- Required work: Please copy out the items below, substituting "survey record" for every occurrence of "field log" and keeping everything else the same.

::::::::::

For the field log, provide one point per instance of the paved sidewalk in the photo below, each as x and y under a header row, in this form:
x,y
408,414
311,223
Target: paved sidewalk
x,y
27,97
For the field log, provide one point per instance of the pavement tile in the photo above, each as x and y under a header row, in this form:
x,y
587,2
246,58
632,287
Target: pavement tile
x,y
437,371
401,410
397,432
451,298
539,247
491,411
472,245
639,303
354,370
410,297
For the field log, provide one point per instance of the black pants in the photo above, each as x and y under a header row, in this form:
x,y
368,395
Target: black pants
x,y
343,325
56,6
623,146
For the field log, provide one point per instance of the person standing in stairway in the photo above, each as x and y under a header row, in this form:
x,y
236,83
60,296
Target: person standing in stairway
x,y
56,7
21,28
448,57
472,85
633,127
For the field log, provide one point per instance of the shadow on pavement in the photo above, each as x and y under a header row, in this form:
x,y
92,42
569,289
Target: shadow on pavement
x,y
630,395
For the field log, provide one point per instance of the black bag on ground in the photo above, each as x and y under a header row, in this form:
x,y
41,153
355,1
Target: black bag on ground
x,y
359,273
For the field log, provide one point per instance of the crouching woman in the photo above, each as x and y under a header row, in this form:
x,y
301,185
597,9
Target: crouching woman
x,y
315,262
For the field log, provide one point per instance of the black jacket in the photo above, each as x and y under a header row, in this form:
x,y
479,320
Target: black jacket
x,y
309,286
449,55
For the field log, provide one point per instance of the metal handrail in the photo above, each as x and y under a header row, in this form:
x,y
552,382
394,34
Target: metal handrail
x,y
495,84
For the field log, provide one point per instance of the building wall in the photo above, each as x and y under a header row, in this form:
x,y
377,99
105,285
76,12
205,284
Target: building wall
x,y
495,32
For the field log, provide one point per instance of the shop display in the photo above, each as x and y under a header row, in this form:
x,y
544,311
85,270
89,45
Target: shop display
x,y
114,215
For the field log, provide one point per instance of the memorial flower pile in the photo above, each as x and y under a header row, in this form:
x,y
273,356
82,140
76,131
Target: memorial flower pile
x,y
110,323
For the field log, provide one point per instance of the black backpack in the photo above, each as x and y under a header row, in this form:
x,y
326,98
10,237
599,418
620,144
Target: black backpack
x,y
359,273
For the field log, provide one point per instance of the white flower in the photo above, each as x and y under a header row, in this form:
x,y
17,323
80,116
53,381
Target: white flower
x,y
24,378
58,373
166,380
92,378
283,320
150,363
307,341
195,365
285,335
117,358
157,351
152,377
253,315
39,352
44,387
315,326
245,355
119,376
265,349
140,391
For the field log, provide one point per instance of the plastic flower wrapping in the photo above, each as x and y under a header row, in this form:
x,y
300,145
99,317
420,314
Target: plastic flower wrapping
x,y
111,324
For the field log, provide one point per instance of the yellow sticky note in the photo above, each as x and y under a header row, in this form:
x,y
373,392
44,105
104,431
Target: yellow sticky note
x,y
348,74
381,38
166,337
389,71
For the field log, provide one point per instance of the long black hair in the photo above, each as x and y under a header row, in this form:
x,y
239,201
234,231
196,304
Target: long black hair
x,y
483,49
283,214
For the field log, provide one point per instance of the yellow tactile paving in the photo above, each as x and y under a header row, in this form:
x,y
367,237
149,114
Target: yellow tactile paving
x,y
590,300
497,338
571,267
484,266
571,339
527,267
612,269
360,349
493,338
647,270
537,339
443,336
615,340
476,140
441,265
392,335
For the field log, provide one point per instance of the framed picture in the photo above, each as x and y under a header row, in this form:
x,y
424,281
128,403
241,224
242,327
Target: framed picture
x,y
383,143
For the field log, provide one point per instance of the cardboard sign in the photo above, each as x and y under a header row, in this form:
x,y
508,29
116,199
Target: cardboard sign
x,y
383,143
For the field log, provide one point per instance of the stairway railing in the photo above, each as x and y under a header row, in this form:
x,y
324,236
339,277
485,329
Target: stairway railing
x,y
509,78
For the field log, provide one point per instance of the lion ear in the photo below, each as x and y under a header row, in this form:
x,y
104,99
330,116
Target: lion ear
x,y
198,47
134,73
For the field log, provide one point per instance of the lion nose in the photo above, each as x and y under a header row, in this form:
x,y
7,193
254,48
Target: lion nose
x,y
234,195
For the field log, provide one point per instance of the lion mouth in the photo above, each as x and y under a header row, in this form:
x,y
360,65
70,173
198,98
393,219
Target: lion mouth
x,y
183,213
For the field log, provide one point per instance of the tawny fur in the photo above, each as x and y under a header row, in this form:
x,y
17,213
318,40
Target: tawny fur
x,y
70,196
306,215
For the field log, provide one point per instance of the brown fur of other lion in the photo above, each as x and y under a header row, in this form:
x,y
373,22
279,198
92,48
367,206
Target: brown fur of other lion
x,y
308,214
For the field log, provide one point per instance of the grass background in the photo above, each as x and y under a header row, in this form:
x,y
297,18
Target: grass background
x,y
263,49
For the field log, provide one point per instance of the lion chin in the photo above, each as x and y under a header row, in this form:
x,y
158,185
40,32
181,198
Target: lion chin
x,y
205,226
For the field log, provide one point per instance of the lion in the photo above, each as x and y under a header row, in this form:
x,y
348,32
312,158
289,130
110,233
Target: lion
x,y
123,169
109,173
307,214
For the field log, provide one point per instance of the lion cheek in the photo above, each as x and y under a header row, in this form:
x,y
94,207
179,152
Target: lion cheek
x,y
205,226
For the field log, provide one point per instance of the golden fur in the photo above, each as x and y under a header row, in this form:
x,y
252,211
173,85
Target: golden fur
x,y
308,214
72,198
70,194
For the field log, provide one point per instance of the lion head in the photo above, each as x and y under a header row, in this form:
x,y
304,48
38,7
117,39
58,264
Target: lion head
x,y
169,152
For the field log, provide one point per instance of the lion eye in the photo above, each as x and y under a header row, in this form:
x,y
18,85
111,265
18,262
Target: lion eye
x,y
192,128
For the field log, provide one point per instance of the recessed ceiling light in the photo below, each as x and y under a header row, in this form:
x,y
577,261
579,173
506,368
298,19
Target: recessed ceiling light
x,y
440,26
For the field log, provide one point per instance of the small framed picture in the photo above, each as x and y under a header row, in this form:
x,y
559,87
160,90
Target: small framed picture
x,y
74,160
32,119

::::::::::

- Task result:
For the survey record, provide one point per instance of the paved sidewalk in the photo below, each as x and y under a header row, in this form:
x,y
408,414
311,223
Target: paved sidewalk
x,y
27,97
For the survey record, provide one point per instance of the pavement tile in the photo above, each as x and y under a header row, in this form:
x,y
587,2
246,58
632,287
Target: pavement tile
x,y
437,371
401,410
397,432
451,298
539,247
491,411
472,245
639,303
354,370
410,297
For the survey record, provide one point per instance of the black pants in the photo above, each as x and y under a header row, in this form:
x,y
368,395
Target: black pants
x,y
343,325
56,6
623,146
For the survey record, provide one point per instance of the person standing in stairway in the photo above, each as x and y under a header row, in this form:
x,y
236,83
60,296
Target: person standing in stairway
x,y
56,7
21,28
448,57
472,85
633,127
For the survey record, provide one point per instance of the shadow on pavement in the photo above, each as x and y under a header row, in this form:
x,y
92,42
569,289
Target: shadow on pavement
x,y
630,395
For the survey record, provide one point per instance of the black bag on ground in the photo above, each as x and y under a header row, in this form:
x,y
41,153
355,1
Target: black bag on ground
x,y
359,273
For the survey record, provide one point per instance of the crouching woman in the photo above, each as x and y under a header row, in this form:
x,y
301,185
597,9
Target: crouching woman
x,y
315,262
For the survey record, provide one point per instance of the black jacket in the photo above, each as x and y under a header row, in this form:
x,y
479,320
Target: black jacket
x,y
309,286
449,55
For the survey record, provide one point per instance of the metal handrail in the photo above, each as x and y under a header row, in this form:
x,y
552,382
394,34
Target: metal handrail
x,y
495,84
For the survey record, provide one point per instance of the building wall in the photo above, each as x and y under a header row, in this form:
x,y
377,99
105,285
76,12
205,284
Target: building wall
x,y
495,32
For the survey record, provide one point per instance of the shop display in the photo above, each as x and y under a header row, in this form:
x,y
544,311
85,270
89,45
Target: shop display
x,y
114,215
For the survey record, provide one point per instance of the memorial flower pile in the photo above, each as x and y under a header row, in this form:
x,y
273,356
82,140
76,131
Target: memorial flower pile
x,y
110,323
For the survey record, provide one point per instance of the black backpack in the photo above, each as x and y under a header row, in this form:
x,y
326,98
10,237
599,418
620,144
Target: black backpack
x,y
359,273
For the survey record, provide one point per instance of the white flower in the photo above, each as x and y under a header row, in this form:
x,y
17,323
80,116
53,381
Target: white flower
x,y
24,378
58,373
166,380
92,378
283,320
150,363
307,341
195,365
285,335
117,358
157,351
152,377
253,315
39,352
44,387
315,326
245,355
119,376
265,349
140,391
For the survey record, provide one point per instance of the plastic flower wrapping in the photo above, each as x and y under a header row, in this form:
x,y
300,145
99,317
420,314
Target: plastic flower wrapping
x,y
111,324
For the survey record, provide one point per instance of the yellow sticky note in the photo above, each as x and y under a header row, in this form:
x,y
373,392
44,105
104,431
Target: yellow sticky note
x,y
348,74
381,38
166,337
389,71
For the survey record, provide one point per instance of the long black hair in the photo above, each as x and y under a header row, in this form:
x,y
239,201
234,231
196,304
Target: long black hair
x,y
483,49
283,214
For the survey record, provide one point per instance of the yellow tactile paving in the photo above, each as x and y under a header row, in this form:
x,y
367,237
149,114
Target: yellow tactile paving
x,y
590,300
497,338
571,267
484,266
571,339
527,267
612,269
360,349
493,338
647,270
537,339
443,336
615,340
476,140
441,265
392,335
For the survey record, provide one point per instance of the framed picture in the photo above, each as x and y under a header row, in this form:
x,y
424,281
128,403
241,224
242,327
Target: framed picture
x,y
383,143
For the survey record, provide one point per instance of the cardboard sign in the photo above, each as x and y under a header row, in this form:
x,y
508,29
116,199
Target: cardboard sign
x,y
383,143
For the survey record, provide one point per instance of the stairway railing in the photo above, each as x and y under a header row, in this form:
x,y
324,236
339,277
485,329
Target: stairway railing
x,y
509,78
For the survey record, provide one point per instance of the lion ear in the photo below, each as x and y under a header row, in this form:
x,y
104,99
330,116
Target: lion ear
x,y
198,47
134,73
For the survey record, provide one point per instance of the lion nose in the photo above, each as x and y under a header row, in this form:
x,y
7,193
254,48
Target: lion nose
x,y
234,195
For the survey record, provide one point per instance of the lion mouth in the photo above, each as x and y under a header row, in this form:
x,y
360,65
70,173
198,98
393,219
Target: lion mouth
x,y
183,213
For the survey record, provide one point per instance of the tawny fur in the photo above, each as x and y under a header row, in this form:
x,y
17,213
318,40
Target: tawny fur
x,y
70,196
306,215
For the survey record, provide one point per instance of the brown fur of other lion in the photo above, each as x and y under a header row, in this form:
x,y
373,22
279,198
92,48
367,206
Target: brown fur of other lion
x,y
308,214
For the survey record, provide one point per instance of the grass background in the photo above, each as x and y under a header row, in this form:
x,y
297,18
Target: grass background
x,y
263,49
For the survey record, provide one point per instance of the lion chin in the photo above, each as x and y under a header row, in this form:
x,y
158,185
40,32
181,198
Target: lion chin
x,y
205,226
For the survey record, provide one point per instance of the lion in the photo above, each as x and y under a header row, in this form:
x,y
348,32
312,158
289,130
110,233
Target: lion
x,y
123,169
109,173
307,214
For the survey record, provide one point per instance of the lion cheek in the photo above, each as x and y under a header row, in this form:
x,y
94,207
179,152
Target: lion cheek
x,y
205,226
For the survey record, provide one point per instance of the golden fur in the photo above, each as x and y under a header row, in this form:
x,y
252,211
173,85
Target: golden fur
x,y
308,214
72,198
70,194
For the survey record, provide one point per instance of the lion head in the photo above, each as x and y under a header row, in this form:
x,y
304,48
38,7
117,39
58,264
Target: lion head
x,y
169,152
For the survey record, provide one point per instance of the lion eye in the photo above, each as x and y under a header row, in this form:
x,y
18,85
111,265
18,262
Target: lion eye
x,y
192,128
For the survey record, provide one point per instance of the recessed ceiling light in the photo below, each as x and y under a header row, in this form:
x,y
577,261
579,173
506,368
298,19
Target: recessed ceiling light
x,y
440,26
For the survey record, provide one point per instance of the small framed picture in the photo above, each as x and y under a header row, in this form:
x,y
559,87
160,90
Target: small framed picture
x,y
74,160
32,119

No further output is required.